TASKS FOR THIS EXERCISE:
1: In the forum thread about long fin White Clouds being nipped, how many fish does the profile recommend for this species?
2: Output, word for word, the part of the forum thread that opens with the words containing "Another issue is" and closes with "the trouble increases.".

# Long Fin White Cloud being nipped?



## Ongaku (Apr 13, 2012)

So I've had the weirdest thing happen... 

I got 3 Long fin White Clouds and I have them in a 20 Long with some baby angels - 2" big at max top to bottom and a couple of balloon molly - and one small albino long fin cory. I had them for a week then I started noticing (only) their tails getting nipped. Other than that they're perfectly fine, eating, healthy.

I dont know who the culprit is. My guess would be the other clouds because its ONLY them and nobody else. My male molly was overly aggressive with just ONE angel back a few months ago and I had to separate him, but he doesnt bother anyone else like he did that angel.

I watch my fish as closely as I can for aggression but what I cant see, I cant know - ie night time.

Are Long fin clouds extremely fin nippy? they seem to chase each other around like my danios. Should I get like 3 more to dilute the nipping - if its them? I'm tempted to shuffle fish around to my 29 gal to weed out the culprit :-? though I fear accidentally putting the culprit in with my guppies...


----------



## lakemalawifish (Nov 24, 2012)

My daughter works at a LFS and she said that LF White Cloud males will nip each other. Here's a link to pics of male/female (scroll down to find the pics)

Miscellaneous oddball fishes XI with pictures


----------



## Ongaku (Apr 13, 2012)

lakemalawifish said:


> My daughter works at a LFS and she said that LF White Cloud males will nip each other. Here's a link to pics of male/female (scroll down to find the pics)
> 
> Miscellaneous oddball fishes XI with pictures


 =x Ill def check when i get home. is there anything I can do to dissipate the nipping? 1 male and 2 female? 2 male 2 female? such a shame cause they have such nice fins.


----------



## lakemalawifish (Nov 24, 2012)

My guess is you have more males, or possibly all males. Unfortunately in this case the males have longer prettier fins I think. I would think a group of all females might work out better if the males are picking on each other.


----------



## Byron (Mar 7, 2009)

This is a shoaling fish, meaning it must be in a group. Some species work fine with 6 in the group, while others need more. Generally speaking, any species that tends to fin nip will sometimes be less inclined to do so in larger groups.

I note our profile recommends 8 for this species [the long fin variant is the same species as the White Cloud Mountain Minnow, so click the shaded name for the profile].

Another issue is looming here though, and that is the angelfish. This sedate fish is likely to be targeted eventually by the minnows. And the active swimming style of the minnows is not a good thing for the angelfish, so before getting more and aggravating the issue you might want to consider changes. I assume the angels are "growingh out" in this tank, but a 20g long is insufficient for them and the minnows no matter what, as the angelfish are developing. Better to make changes now before the trouble increases.

Byron.


----------



## Ongaku (Apr 13, 2012)

SUPPLIED DATA:
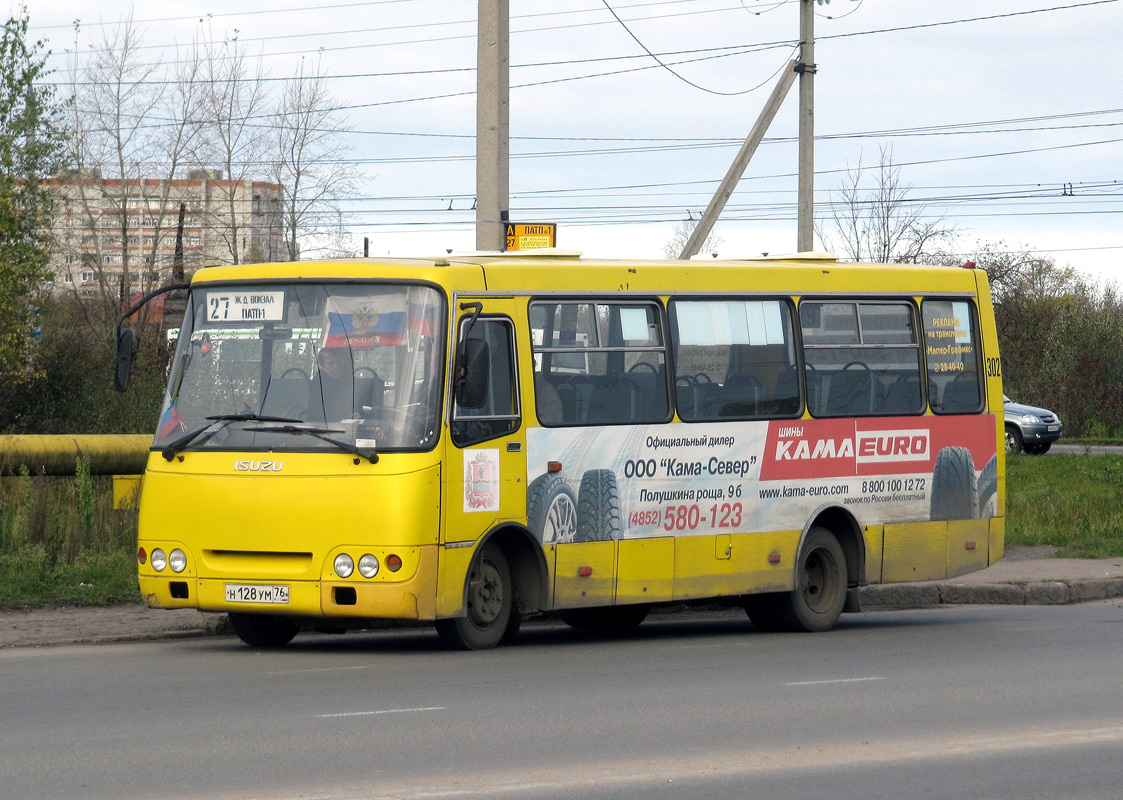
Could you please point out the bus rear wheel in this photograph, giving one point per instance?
(490, 616)
(816, 601)
(263, 630)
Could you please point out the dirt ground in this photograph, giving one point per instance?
(57, 626)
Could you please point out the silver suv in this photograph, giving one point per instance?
(1030, 428)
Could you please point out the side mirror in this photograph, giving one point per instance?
(124, 363)
(473, 372)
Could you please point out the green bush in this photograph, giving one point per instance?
(63, 543)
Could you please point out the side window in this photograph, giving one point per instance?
(500, 411)
(861, 358)
(735, 360)
(599, 363)
(951, 351)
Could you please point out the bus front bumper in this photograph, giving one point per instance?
(413, 598)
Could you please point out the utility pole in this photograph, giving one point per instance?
(805, 223)
(493, 125)
(751, 142)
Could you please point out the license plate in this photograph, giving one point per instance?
(248, 592)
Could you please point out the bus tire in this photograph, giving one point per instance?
(487, 603)
(551, 509)
(612, 618)
(263, 629)
(988, 489)
(597, 507)
(816, 601)
(955, 493)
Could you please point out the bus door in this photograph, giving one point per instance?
(485, 464)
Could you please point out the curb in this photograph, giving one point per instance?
(904, 596)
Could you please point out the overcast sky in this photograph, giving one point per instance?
(1006, 118)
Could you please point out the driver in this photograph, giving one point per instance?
(334, 393)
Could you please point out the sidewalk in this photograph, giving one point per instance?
(1025, 576)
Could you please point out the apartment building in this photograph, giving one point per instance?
(106, 226)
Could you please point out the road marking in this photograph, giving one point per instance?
(636, 776)
(320, 669)
(836, 680)
(384, 710)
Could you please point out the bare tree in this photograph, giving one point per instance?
(883, 224)
(131, 127)
(110, 137)
(682, 234)
(310, 160)
(233, 98)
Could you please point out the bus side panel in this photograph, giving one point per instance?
(584, 574)
(915, 552)
(735, 564)
(968, 545)
(992, 371)
(646, 570)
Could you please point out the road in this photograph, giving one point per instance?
(946, 703)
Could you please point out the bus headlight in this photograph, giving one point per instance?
(368, 566)
(344, 565)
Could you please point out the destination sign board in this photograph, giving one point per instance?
(530, 235)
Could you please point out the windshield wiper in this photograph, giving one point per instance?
(174, 447)
(319, 433)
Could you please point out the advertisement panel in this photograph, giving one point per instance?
(642, 481)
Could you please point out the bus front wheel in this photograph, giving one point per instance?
(263, 630)
(490, 617)
(820, 587)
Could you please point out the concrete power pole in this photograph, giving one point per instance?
(493, 125)
(805, 224)
(729, 183)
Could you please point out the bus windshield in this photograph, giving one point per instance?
(307, 365)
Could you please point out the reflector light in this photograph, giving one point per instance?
(344, 565)
(368, 565)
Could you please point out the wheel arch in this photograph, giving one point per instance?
(842, 525)
(527, 563)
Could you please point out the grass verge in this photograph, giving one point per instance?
(62, 543)
(1069, 501)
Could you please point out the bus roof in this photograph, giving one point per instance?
(556, 270)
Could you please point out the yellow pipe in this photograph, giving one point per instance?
(57, 455)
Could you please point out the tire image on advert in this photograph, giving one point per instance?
(955, 492)
(551, 509)
(599, 507)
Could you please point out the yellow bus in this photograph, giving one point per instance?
(481, 438)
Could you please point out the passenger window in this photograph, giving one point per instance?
(951, 351)
(599, 363)
(500, 411)
(861, 358)
(735, 360)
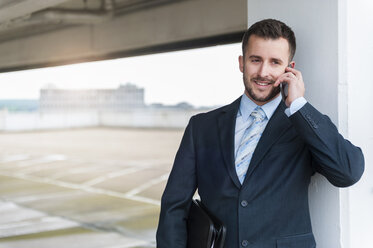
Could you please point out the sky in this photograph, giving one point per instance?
(203, 77)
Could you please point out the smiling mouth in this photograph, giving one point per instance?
(263, 83)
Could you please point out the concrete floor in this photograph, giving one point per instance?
(83, 187)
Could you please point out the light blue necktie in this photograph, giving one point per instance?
(249, 141)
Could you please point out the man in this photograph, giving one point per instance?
(252, 160)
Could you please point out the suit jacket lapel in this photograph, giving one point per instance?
(227, 125)
(276, 126)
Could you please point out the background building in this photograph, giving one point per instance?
(126, 97)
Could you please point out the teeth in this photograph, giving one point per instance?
(262, 84)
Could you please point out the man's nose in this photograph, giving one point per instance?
(263, 70)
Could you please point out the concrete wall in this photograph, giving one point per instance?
(329, 55)
(137, 31)
(359, 82)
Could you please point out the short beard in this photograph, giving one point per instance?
(274, 92)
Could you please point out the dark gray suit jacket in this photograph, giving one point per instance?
(271, 208)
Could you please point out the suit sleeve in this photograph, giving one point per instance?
(176, 198)
(336, 158)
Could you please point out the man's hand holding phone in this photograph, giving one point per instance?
(293, 78)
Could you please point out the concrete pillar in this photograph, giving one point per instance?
(334, 55)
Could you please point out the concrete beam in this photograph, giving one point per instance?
(11, 9)
(180, 25)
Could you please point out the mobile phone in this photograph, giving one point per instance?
(284, 88)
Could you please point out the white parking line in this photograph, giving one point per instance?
(43, 160)
(111, 175)
(13, 158)
(80, 187)
(147, 185)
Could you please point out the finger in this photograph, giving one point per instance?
(297, 73)
(283, 78)
(286, 77)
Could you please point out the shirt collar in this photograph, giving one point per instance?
(247, 106)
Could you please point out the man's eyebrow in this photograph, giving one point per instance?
(254, 57)
(277, 60)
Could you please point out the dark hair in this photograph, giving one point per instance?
(270, 29)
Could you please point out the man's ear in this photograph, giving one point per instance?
(241, 62)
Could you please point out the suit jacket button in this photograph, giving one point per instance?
(244, 203)
(245, 243)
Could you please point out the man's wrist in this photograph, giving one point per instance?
(295, 106)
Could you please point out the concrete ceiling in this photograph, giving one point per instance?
(40, 33)
(20, 18)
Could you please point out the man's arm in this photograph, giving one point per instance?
(176, 199)
(337, 159)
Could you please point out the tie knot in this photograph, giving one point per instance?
(258, 114)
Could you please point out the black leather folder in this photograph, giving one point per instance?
(204, 229)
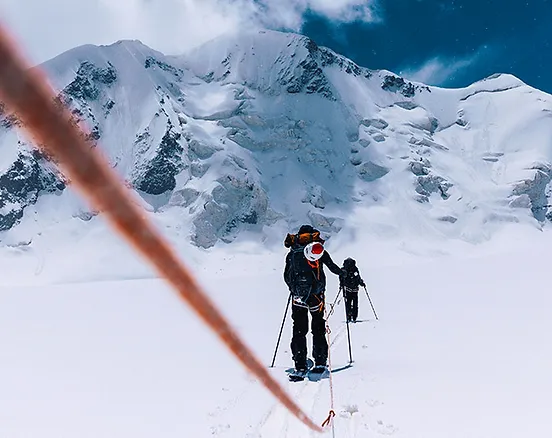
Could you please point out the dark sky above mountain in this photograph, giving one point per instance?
(449, 43)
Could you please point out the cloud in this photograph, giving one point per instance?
(439, 71)
(171, 26)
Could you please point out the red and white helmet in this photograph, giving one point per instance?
(313, 251)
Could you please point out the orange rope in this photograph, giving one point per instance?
(26, 93)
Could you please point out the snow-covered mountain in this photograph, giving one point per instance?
(268, 128)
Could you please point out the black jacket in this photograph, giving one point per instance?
(321, 282)
(351, 278)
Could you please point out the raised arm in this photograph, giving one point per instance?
(327, 260)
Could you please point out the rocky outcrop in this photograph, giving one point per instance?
(20, 186)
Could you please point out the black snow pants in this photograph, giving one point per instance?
(351, 303)
(300, 316)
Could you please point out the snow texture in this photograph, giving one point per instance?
(265, 129)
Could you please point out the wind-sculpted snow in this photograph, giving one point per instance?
(266, 129)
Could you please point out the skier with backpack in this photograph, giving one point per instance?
(350, 281)
(305, 278)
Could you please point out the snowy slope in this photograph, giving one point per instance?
(460, 350)
(259, 132)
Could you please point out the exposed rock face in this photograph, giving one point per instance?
(20, 186)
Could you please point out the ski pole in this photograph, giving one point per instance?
(366, 290)
(348, 333)
(281, 329)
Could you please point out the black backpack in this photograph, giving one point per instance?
(303, 275)
(351, 279)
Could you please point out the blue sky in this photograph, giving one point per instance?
(448, 43)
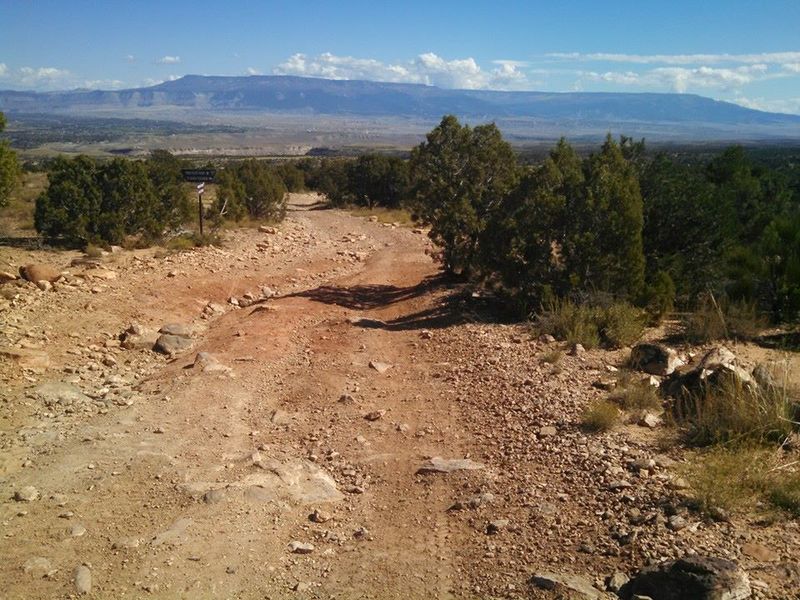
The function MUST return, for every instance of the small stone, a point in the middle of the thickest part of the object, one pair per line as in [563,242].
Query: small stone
[26,494]
[677,522]
[300,548]
[319,516]
[496,526]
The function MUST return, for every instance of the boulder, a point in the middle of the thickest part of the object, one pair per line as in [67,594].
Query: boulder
[172,344]
[571,586]
[690,578]
[655,359]
[39,272]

RESPONSES BY TASK:
1: Eight.

2:
Another issue is looming here though, and that is the angelfish. This sedate fish is likely to be targeted eventually by the minnows. And the active swimming style of the minnows is not a good thing for the angelfish, so before getting more and aggravating the issue you might want to consider changes. I assume the angels are "growingh out" in this tank, but a 20g long is insufficient for them and the minnows no matter what, as the angelfish are developing. Better to make changes now before the trouble increases.